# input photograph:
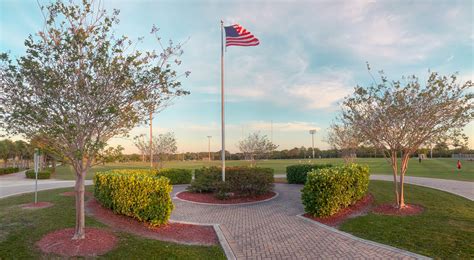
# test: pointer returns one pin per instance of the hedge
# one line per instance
(177, 176)
(239, 181)
(30, 174)
(330, 189)
(9, 170)
(296, 174)
(135, 193)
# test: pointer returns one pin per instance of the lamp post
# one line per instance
(209, 146)
(312, 132)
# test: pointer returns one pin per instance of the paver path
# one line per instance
(272, 230)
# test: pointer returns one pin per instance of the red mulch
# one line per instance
(39, 205)
(96, 242)
(174, 232)
(360, 207)
(390, 209)
(209, 198)
(73, 193)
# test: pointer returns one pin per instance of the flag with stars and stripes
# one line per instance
(236, 35)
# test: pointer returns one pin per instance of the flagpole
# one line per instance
(222, 103)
+--
DIRECTIONS => Drop the images; return the entries above exactly as they appear.

RESULT OF THE EXERCISE =>
# input photograph:
# test: pointer returns one pin per instance of the hedge
# one line per instance
(177, 176)
(239, 181)
(30, 174)
(330, 189)
(9, 170)
(296, 174)
(135, 193)
# test: pointer returns one pin per instance of the lamp post
# one line per instance
(209, 146)
(312, 132)
# test: pointer returns one pin per instance of the paver path
# one line per instance
(272, 230)
# test: pointer returns one pin per instance of the red mulch
# one line per instance
(39, 205)
(96, 242)
(174, 232)
(360, 207)
(390, 209)
(209, 198)
(73, 193)
# test: pointer returns one pin per instance of the flag with stars and stripes
# one line per instance
(236, 35)
# test: pointer returns one pin per instance of the flagpole
# one line per instance
(222, 103)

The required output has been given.